Data entries:
################
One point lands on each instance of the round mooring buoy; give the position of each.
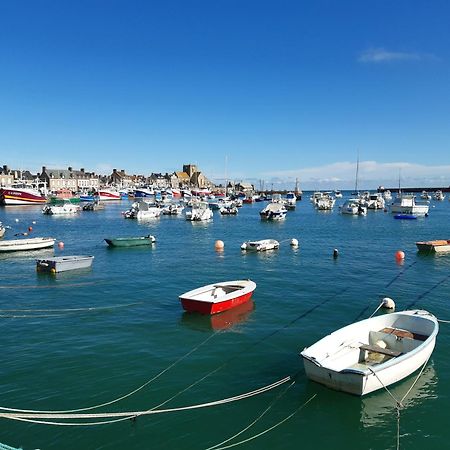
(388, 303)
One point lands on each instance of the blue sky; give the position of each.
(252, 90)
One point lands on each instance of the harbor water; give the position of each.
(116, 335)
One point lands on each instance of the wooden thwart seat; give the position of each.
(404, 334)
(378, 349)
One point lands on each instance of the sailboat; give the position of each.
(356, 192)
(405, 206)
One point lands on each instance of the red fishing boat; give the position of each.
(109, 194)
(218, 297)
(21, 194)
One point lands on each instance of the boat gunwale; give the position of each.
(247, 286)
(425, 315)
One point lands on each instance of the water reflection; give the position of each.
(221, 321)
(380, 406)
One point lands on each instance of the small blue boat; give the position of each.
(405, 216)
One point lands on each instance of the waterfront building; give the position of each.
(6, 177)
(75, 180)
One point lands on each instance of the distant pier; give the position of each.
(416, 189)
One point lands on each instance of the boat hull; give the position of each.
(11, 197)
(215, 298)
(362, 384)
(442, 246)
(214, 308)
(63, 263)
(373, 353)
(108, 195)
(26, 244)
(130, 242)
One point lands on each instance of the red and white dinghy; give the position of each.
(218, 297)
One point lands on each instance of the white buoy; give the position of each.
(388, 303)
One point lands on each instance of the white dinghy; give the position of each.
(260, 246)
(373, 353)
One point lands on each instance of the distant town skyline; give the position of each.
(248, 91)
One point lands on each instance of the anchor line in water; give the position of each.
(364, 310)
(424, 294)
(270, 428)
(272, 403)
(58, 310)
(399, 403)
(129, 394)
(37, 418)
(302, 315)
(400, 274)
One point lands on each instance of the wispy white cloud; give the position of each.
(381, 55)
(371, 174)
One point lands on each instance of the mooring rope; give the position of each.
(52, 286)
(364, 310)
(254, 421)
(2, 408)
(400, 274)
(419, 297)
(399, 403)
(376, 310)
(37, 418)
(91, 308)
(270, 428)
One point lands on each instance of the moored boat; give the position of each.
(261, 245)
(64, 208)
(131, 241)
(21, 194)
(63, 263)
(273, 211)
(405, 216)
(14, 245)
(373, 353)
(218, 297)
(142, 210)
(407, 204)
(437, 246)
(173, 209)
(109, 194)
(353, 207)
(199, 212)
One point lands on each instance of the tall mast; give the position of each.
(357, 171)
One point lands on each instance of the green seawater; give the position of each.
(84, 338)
################
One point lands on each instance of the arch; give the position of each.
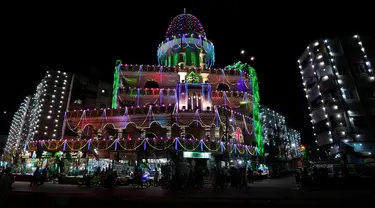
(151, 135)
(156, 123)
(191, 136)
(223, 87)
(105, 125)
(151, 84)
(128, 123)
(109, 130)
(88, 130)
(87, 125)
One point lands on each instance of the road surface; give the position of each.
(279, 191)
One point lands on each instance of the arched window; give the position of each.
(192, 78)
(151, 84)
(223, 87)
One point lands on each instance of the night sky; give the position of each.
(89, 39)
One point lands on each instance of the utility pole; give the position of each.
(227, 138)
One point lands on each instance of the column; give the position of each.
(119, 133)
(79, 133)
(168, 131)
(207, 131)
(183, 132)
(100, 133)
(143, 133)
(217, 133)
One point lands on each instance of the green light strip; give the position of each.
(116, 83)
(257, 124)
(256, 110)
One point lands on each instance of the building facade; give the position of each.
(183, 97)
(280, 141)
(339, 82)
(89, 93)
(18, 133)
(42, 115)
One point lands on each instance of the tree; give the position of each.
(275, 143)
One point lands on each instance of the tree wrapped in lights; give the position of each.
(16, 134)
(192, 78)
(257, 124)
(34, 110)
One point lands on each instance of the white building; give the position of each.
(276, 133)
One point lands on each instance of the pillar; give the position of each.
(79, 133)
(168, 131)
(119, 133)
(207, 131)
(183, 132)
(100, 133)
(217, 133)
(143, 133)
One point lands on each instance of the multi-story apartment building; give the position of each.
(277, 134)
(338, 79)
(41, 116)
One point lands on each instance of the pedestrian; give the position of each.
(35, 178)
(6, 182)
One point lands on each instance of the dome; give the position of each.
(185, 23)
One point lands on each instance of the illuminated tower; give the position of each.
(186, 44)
################
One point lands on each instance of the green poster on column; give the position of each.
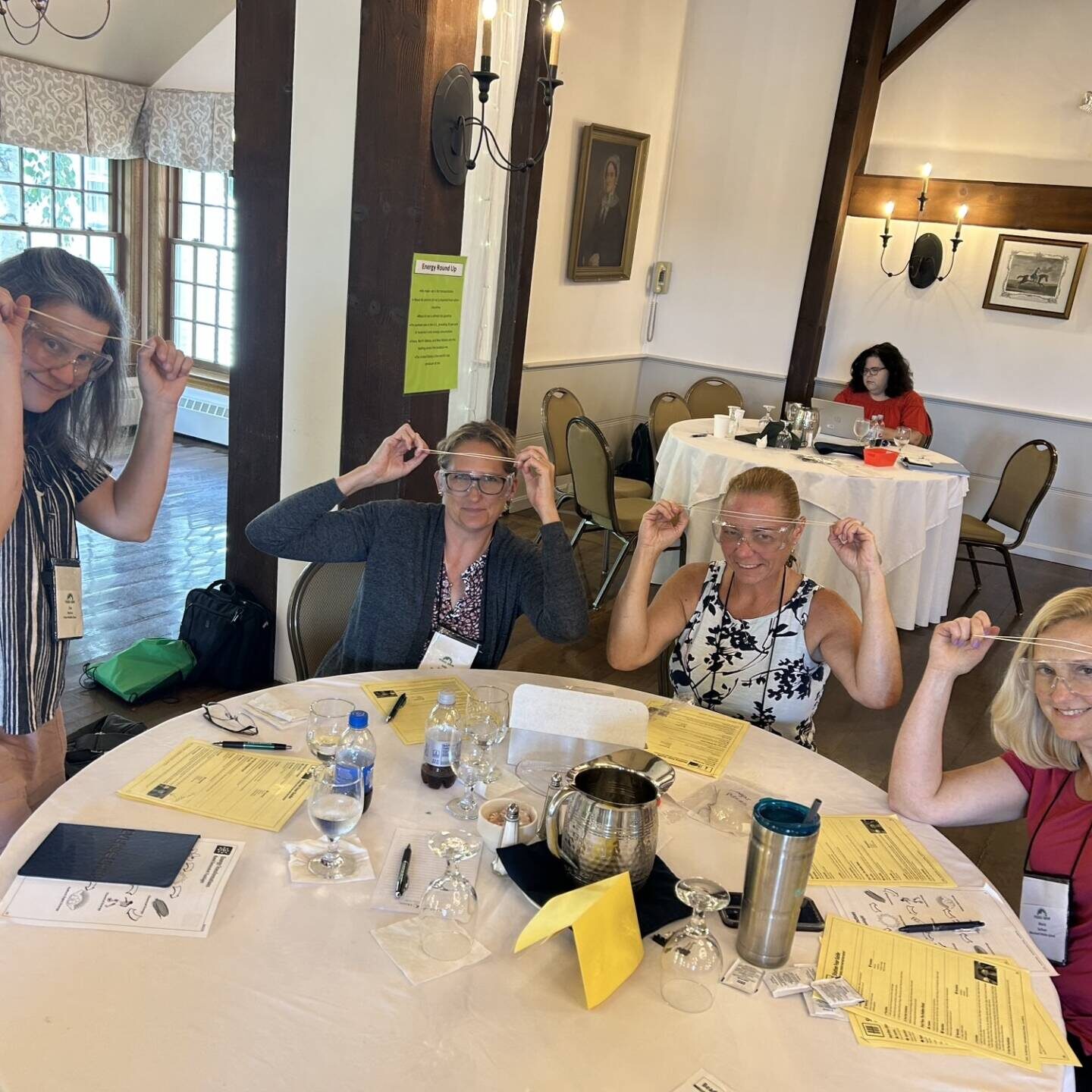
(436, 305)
################
Your goal:
Extract every line from the data above that contains the word "blue".

Expected answer:
One point lands on each instance of the blue sky; give the position of each.
One point lands on each instance of the small blue boat; give the position of each.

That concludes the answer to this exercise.